Print the lines of the rows below word for word, starting at the line that contains "phrase -- lower lip" and ending with the last line of the rows, both included.
** Start The records **
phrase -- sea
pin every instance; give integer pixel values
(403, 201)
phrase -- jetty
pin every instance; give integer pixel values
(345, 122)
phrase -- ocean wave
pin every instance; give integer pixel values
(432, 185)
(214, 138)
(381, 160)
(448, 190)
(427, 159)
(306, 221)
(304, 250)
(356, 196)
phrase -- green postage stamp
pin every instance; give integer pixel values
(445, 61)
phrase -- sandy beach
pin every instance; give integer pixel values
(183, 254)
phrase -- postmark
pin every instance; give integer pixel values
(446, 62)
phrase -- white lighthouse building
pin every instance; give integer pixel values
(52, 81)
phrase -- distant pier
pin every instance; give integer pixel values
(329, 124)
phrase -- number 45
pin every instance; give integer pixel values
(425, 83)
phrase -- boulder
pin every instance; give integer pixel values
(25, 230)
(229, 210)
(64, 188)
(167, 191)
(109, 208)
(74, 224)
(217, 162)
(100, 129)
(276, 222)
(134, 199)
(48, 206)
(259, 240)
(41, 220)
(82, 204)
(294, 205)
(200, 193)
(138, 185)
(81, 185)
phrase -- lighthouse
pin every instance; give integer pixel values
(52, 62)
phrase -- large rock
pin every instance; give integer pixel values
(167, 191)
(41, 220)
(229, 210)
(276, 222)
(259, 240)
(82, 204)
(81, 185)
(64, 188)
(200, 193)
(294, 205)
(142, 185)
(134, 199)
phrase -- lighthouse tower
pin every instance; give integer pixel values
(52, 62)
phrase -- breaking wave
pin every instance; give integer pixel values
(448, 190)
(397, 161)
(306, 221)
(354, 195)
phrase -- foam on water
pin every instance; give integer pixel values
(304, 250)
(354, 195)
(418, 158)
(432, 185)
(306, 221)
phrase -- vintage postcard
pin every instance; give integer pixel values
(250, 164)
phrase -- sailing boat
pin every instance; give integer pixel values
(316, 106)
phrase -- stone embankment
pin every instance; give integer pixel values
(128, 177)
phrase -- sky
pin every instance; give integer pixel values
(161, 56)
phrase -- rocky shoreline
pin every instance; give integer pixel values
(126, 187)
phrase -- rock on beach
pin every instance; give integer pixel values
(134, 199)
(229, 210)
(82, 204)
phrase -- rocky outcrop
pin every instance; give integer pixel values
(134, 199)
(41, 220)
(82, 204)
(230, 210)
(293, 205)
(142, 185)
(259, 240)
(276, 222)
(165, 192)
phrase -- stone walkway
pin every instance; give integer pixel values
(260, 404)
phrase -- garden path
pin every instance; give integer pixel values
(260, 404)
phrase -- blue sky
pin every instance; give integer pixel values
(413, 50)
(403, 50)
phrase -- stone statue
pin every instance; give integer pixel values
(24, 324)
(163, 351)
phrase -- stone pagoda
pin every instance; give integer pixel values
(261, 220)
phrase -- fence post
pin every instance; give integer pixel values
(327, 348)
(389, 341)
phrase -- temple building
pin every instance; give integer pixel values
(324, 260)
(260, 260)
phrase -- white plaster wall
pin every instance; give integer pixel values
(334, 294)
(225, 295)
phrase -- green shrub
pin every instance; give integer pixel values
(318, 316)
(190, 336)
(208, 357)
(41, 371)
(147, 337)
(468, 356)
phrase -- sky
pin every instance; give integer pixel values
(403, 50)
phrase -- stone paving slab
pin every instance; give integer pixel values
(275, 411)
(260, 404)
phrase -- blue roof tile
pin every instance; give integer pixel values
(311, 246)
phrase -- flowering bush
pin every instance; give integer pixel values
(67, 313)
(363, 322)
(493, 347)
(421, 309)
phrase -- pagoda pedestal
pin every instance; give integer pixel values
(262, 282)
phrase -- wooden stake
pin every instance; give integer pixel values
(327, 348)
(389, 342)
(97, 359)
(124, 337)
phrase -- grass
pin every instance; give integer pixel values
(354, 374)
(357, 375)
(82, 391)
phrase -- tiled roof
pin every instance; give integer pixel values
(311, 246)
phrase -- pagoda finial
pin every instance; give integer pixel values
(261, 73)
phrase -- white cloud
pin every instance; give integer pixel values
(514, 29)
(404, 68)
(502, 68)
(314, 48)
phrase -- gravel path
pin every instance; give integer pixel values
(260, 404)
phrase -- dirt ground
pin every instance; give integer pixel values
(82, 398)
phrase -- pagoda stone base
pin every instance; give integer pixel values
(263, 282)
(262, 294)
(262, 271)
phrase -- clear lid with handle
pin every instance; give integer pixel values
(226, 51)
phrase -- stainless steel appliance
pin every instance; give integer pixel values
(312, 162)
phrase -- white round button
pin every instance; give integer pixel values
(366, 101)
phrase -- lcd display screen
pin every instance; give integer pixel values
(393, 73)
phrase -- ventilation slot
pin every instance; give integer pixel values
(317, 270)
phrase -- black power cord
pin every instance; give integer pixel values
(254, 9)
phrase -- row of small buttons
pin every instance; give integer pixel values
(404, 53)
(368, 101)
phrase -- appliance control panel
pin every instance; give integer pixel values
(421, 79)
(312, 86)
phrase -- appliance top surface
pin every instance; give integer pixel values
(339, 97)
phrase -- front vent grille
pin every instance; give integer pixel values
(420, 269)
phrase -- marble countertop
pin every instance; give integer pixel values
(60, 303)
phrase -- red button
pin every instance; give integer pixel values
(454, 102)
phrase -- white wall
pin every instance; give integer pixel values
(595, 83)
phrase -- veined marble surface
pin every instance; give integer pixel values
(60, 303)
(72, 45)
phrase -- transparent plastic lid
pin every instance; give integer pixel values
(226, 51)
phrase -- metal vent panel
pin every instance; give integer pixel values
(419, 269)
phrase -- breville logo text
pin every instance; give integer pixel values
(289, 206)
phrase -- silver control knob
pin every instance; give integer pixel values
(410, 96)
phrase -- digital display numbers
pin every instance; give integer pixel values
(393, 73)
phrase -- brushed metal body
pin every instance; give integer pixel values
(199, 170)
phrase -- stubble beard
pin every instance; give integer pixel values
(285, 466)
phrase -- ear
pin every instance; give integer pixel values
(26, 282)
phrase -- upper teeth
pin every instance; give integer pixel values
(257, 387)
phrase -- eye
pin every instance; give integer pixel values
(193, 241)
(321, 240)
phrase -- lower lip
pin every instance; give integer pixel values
** End The records **
* Solution *
phrase -- lower lip
pin every instance; give integer pixel values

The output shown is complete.